- _EXERCISE BRIEF_
Write out exactly the lines from the one holding "Target: sky" to the last line of the entries, both ends included and nothing else, without the pictures.
*-*-*
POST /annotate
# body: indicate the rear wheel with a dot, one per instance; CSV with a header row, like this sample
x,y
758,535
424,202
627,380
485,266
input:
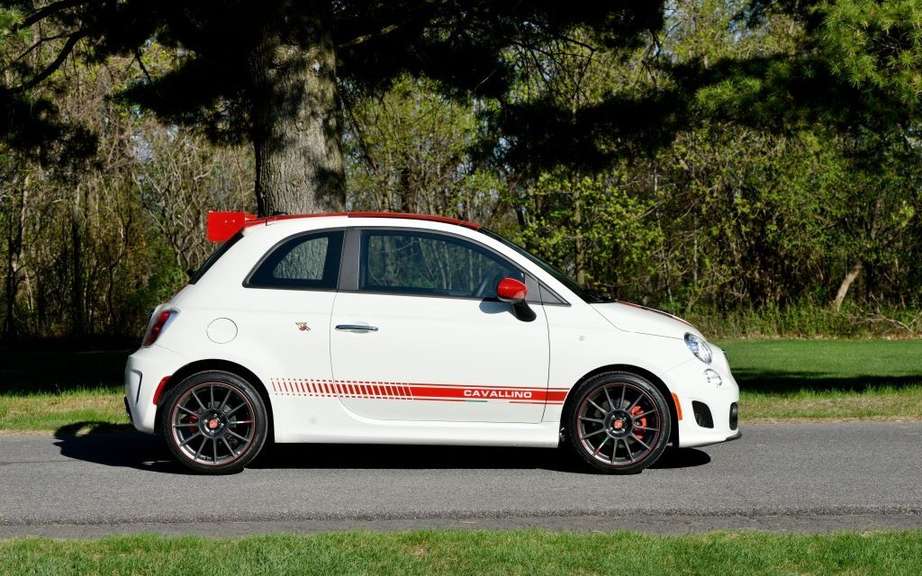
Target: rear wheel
x,y
215,422
619,423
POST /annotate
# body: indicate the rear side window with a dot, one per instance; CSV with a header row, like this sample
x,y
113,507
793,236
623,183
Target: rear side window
x,y
307,261
429,264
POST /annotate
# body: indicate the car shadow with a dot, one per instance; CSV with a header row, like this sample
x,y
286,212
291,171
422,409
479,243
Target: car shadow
x,y
122,446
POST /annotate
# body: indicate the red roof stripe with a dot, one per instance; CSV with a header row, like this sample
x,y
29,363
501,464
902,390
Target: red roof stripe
x,y
223,225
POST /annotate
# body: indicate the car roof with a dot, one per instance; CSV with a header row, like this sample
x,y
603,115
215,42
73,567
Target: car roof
x,y
223,225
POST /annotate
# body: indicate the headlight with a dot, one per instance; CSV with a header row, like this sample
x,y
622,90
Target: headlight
x,y
698,347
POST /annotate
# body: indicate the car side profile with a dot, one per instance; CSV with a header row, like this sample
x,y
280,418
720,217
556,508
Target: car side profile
x,y
409,329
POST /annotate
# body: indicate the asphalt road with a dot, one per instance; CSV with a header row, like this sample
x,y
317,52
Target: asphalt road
x,y
799,477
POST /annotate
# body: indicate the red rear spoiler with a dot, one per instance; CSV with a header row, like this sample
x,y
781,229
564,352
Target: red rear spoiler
x,y
222,225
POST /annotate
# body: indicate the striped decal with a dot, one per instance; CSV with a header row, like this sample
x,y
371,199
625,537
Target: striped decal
x,y
381,390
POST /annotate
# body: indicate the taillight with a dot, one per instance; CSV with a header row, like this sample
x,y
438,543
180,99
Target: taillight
x,y
158,326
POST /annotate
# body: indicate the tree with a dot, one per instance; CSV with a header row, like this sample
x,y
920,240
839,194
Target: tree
x,y
269,73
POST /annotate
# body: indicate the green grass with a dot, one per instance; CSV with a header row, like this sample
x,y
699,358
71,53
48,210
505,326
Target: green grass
x,y
52,411
529,553
828,379
780,380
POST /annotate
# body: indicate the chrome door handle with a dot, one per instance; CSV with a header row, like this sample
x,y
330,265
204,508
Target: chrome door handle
x,y
357,327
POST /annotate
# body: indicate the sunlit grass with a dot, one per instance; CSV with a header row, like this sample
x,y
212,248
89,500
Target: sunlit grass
x,y
529,553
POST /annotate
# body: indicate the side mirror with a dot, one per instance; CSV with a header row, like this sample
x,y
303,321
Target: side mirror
x,y
511,290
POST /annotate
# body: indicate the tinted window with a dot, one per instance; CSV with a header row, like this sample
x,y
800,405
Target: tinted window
x,y
429,264
307,261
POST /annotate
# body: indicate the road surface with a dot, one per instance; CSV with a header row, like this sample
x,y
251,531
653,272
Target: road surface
x,y
799,477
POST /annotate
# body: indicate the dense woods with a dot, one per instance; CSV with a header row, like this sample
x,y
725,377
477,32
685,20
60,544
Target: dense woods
x,y
718,158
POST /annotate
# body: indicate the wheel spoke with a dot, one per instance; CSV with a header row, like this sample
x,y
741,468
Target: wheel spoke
x,y
238,436
597,407
599,447
194,395
224,402
591,434
642,443
199,451
634,403
235,410
190,439
226,443
588,419
186,410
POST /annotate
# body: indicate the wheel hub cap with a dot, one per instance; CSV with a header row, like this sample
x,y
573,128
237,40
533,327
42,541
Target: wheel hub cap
x,y
620,423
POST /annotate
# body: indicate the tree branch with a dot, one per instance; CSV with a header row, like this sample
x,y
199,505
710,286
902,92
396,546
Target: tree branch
x,y
51,68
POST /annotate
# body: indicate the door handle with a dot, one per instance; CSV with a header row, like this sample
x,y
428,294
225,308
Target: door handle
x,y
356,328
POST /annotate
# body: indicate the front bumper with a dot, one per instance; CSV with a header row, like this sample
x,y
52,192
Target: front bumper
x,y
707,408
143,372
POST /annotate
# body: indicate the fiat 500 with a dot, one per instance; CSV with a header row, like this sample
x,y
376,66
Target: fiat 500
x,y
410,329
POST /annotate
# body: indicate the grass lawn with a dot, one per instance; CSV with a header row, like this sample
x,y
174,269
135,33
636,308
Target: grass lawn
x,y
817,379
780,380
529,553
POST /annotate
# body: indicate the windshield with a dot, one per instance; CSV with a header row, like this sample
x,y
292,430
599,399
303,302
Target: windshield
x,y
588,295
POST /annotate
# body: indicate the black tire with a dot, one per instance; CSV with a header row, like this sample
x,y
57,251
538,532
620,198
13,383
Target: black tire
x,y
214,422
618,423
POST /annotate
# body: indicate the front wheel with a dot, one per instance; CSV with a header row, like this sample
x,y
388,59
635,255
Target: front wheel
x,y
620,423
215,422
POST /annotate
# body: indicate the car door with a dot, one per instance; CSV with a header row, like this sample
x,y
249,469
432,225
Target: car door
x,y
421,335
288,300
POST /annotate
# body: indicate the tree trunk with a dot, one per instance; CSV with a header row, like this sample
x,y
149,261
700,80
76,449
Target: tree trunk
x,y
296,125
14,247
845,285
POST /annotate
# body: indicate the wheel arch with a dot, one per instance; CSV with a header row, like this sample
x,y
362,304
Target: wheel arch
x,y
223,366
632,369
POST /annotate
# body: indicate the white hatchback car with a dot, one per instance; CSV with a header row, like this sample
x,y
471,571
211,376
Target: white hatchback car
x,y
410,329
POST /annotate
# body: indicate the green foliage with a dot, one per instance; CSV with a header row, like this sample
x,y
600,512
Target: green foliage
x,y
591,226
473,552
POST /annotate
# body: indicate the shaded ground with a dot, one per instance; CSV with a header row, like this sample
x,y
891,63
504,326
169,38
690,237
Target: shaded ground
x,y
811,477
47,386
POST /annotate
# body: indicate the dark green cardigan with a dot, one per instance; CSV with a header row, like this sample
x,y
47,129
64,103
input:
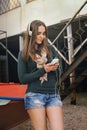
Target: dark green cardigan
x,y
28,73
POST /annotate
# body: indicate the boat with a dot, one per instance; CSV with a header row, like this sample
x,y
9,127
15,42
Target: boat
x,y
12,111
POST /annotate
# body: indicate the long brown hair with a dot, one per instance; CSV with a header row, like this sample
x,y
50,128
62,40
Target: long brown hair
x,y
30,48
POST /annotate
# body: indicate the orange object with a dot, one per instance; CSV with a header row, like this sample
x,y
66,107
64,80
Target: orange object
x,y
12,91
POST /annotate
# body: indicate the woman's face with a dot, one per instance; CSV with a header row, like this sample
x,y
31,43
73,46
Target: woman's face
x,y
41,34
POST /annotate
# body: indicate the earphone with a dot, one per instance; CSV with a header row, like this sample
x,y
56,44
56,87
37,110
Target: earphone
x,y
29,31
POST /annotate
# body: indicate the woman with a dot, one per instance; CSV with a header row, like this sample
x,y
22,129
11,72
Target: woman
x,y
36,69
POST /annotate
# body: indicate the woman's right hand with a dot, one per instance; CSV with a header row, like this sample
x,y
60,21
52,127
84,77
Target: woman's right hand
x,y
50,67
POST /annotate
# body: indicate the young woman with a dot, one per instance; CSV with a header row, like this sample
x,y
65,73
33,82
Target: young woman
x,y
35,68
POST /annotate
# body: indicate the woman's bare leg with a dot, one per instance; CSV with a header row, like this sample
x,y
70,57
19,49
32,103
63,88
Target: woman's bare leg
x,y
55,117
38,117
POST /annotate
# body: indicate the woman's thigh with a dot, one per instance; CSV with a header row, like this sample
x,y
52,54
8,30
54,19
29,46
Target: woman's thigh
x,y
55,117
38,117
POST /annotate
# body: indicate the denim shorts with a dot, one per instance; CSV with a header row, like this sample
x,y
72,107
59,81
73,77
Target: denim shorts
x,y
38,100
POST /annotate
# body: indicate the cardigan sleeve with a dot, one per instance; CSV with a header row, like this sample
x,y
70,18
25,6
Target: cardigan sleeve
x,y
24,76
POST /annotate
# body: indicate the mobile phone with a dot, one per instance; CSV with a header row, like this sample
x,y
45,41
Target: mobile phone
x,y
55,61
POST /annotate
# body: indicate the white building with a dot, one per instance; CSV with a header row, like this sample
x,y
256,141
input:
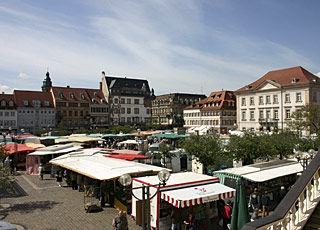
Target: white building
x,y
129,100
268,103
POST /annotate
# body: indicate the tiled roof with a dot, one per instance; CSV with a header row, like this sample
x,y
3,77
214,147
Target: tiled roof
x,y
22,95
284,77
216,101
7,98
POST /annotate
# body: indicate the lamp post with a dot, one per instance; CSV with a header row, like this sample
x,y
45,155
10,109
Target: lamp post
x,y
304,158
126,180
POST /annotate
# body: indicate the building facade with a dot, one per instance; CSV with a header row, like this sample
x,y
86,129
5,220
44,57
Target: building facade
x,y
268,103
129,100
169,107
8,113
216,112
35,111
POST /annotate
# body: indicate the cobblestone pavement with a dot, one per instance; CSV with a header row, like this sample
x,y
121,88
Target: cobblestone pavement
x,y
33,204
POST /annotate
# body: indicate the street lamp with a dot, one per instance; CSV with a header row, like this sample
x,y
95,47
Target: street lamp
x,y
304,158
126,180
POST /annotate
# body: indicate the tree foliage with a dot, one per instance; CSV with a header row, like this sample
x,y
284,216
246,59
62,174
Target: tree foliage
x,y
206,149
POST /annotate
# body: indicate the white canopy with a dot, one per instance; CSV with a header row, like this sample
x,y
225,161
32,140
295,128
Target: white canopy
x,y
195,195
92,163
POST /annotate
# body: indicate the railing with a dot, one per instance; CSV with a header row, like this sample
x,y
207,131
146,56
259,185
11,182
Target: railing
x,y
297,206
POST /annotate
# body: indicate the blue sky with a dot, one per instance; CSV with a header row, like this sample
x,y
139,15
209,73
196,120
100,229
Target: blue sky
x,y
186,46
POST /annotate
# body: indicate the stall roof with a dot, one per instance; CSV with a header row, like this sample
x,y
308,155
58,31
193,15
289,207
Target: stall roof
x,y
261,172
190,196
92,163
56,149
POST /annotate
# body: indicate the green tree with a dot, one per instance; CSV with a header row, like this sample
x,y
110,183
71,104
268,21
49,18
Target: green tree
x,y
205,149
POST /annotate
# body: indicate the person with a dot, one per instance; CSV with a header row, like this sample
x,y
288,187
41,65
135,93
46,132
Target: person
x,y
282,193
59,178
265,201
189,222
41,171
254,201
175,219
120,222
226,215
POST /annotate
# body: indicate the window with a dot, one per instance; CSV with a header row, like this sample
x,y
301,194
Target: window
x,y
261,114
243,101
243,115
299,99
251,100
288,115
260,100
252,115
268,100
287,99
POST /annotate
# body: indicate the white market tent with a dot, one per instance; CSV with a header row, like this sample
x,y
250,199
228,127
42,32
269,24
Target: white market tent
x,y
93,163
262,172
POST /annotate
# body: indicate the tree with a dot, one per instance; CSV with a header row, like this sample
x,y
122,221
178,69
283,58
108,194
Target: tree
x,y
306,118
205,149
5,180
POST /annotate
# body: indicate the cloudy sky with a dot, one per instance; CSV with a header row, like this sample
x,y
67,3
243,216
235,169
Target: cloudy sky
x,y
186,46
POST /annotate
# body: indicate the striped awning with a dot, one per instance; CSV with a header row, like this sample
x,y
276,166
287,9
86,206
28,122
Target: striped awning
x,y
190,196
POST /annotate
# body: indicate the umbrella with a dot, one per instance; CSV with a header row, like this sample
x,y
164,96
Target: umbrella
x,y
240,211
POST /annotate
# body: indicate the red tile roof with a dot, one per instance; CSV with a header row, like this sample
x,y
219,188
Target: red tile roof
x,y
22,95
216,101
284,77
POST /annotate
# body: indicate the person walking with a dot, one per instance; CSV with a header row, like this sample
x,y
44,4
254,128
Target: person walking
x,y
265,201
120,222
226,215
41,171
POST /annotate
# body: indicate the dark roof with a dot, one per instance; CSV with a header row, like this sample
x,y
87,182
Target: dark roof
x,y
7,98
128,86
23,95
284,77
216,101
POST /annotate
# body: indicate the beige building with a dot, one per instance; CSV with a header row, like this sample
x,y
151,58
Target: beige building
x,y
216,112
268,103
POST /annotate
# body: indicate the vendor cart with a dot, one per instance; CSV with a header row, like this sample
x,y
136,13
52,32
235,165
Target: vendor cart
x,y
91,199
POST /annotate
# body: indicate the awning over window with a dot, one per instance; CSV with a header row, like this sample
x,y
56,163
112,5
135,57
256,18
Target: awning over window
x,y
195,195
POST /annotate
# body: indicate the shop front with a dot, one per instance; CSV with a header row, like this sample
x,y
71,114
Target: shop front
x,y
184,193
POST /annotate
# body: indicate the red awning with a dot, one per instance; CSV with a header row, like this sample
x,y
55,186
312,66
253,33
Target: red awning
x,y
128,157
12,148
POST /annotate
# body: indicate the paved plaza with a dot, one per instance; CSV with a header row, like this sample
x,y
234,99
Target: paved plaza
x,y
33,204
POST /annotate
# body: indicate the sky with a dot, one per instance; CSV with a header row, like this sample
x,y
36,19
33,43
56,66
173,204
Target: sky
x,y
179,46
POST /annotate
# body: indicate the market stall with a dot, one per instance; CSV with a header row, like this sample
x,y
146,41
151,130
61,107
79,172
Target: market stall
x,y
184,192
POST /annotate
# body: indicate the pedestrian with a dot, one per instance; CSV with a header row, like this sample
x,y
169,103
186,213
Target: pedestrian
x,y
59,178
226,215
120,222
254,201
41,171
189,222
282,193
265,201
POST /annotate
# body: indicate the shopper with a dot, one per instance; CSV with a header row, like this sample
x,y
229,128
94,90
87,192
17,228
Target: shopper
x,y
120,222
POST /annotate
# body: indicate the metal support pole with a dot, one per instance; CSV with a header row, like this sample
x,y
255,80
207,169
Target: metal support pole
x,y
143,207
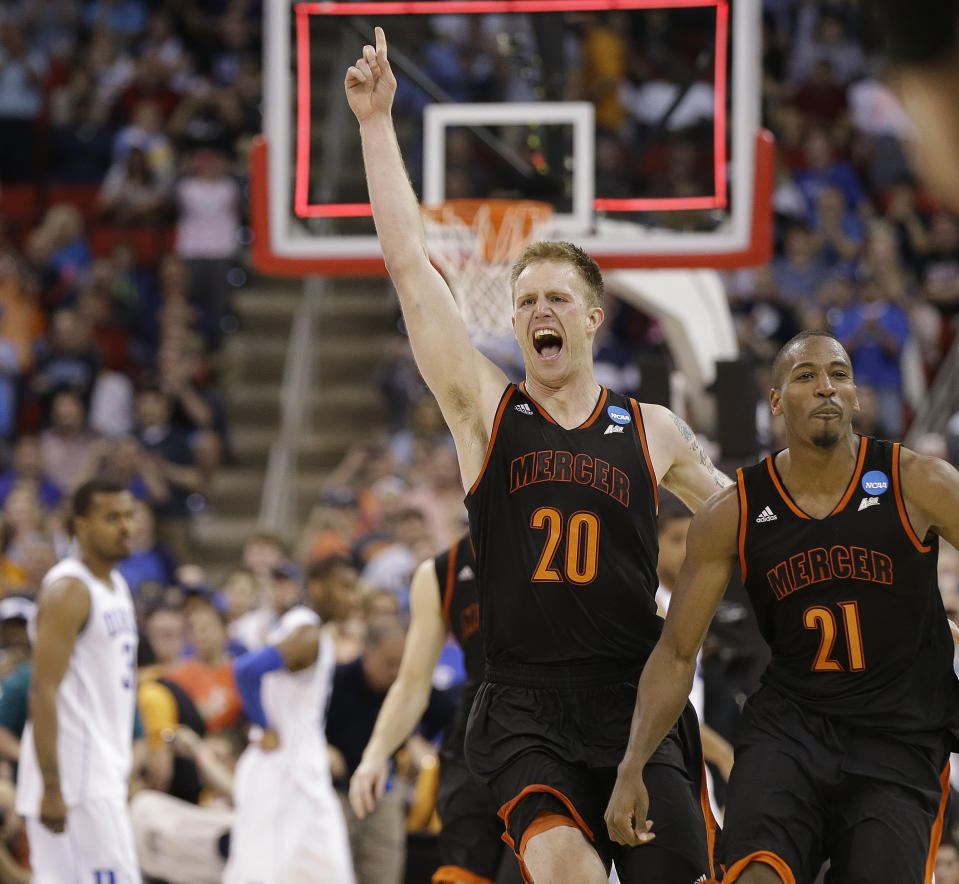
*-*-*
- _EXERCISE ANSWER_
Target: sky
x,y
179,46
POST /annotate
# body: indicate the market stall with a dot, one per instance; CSV with a header row, like this sample
x,y
146,41
151,130
61,107
79,172
Target: market stall
x,y
184,192
POST /annotate
# body: indicate the pedestrian with a dot, one per instance; CSV with a header row, like this sample
x,y
169,103
186,213
Target: pedestrian
x,y
59,178
226,215
120,222
254,201
41,171
189,222
282,193
265,201
POST /annotate
# body: indicate the shopper with a dot, one per instance; CSV with a header row, like this sample
x,y
229,128
94,90
87,192
17,228
Target: shopper
x,y
120,222
POST /annotate
# body: indicate the metal support pole with a dot, one per instance; CSV with a header row, like this sample
x,y
255,80
207,169
Target: metal support pole
x,y
143,207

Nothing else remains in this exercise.